**Aim of the exercise**
Print the following lines word for word, covering every one of the records, and omit the pictures from your answer.
== Supplied records
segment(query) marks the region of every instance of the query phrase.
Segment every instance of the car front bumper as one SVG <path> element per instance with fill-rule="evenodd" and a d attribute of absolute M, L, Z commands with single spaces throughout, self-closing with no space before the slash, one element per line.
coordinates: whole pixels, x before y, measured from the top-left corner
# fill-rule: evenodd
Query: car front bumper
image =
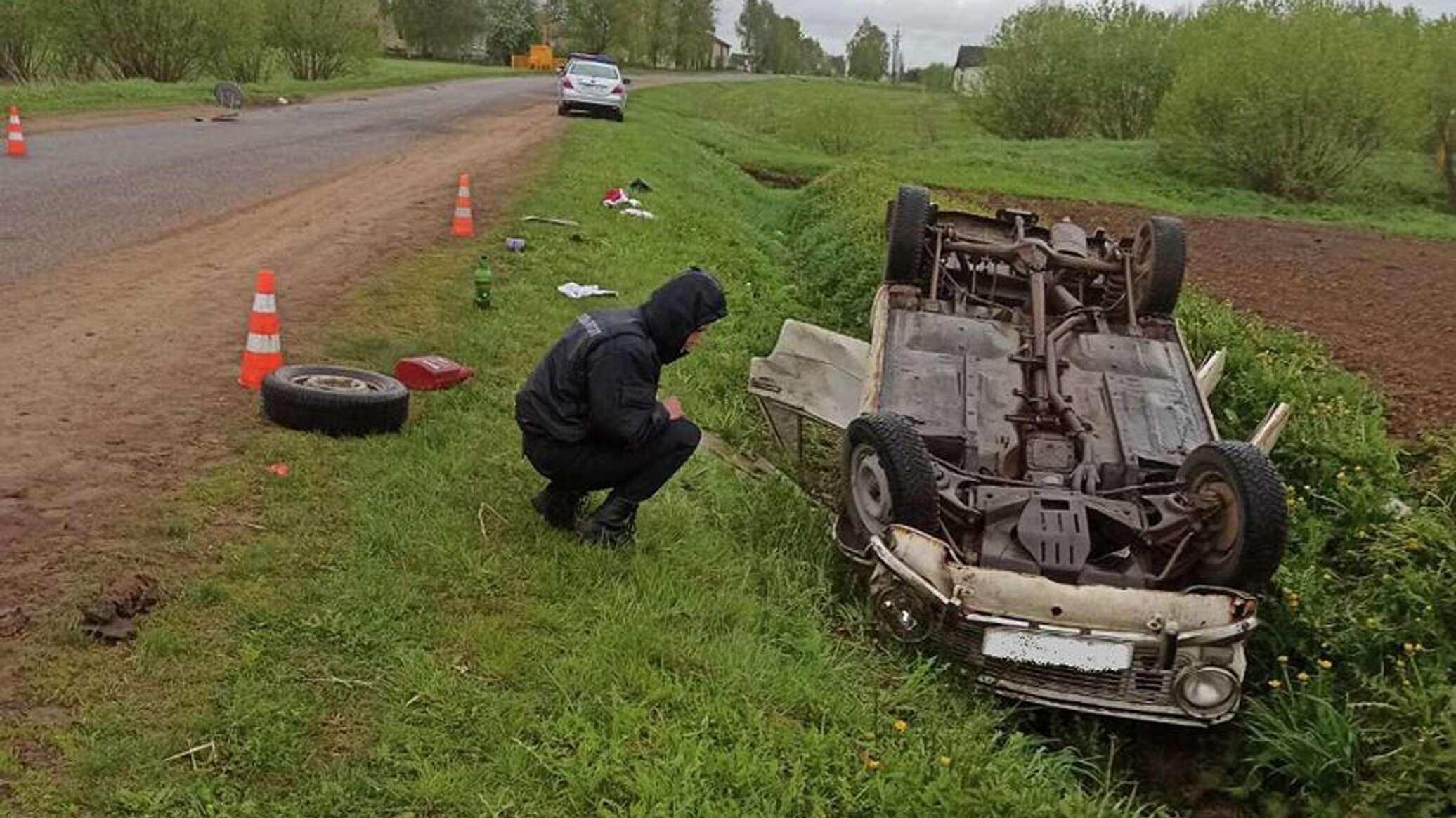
====
**Output of the task**
segment(query) marks the region of every instance of the query phrase.
Segment every instance of the car front bumper as one SVG <path> element per instance with fill-rule="evenodd" and a d attribute of absolute M, L, Z commands with single spaces throughout, self-closing with no space before the slash, one element per line.
coordinates: whole pixels, x before y, measured from the top-left corner
# fill-rule: evenodd
Query: car front bumper
image =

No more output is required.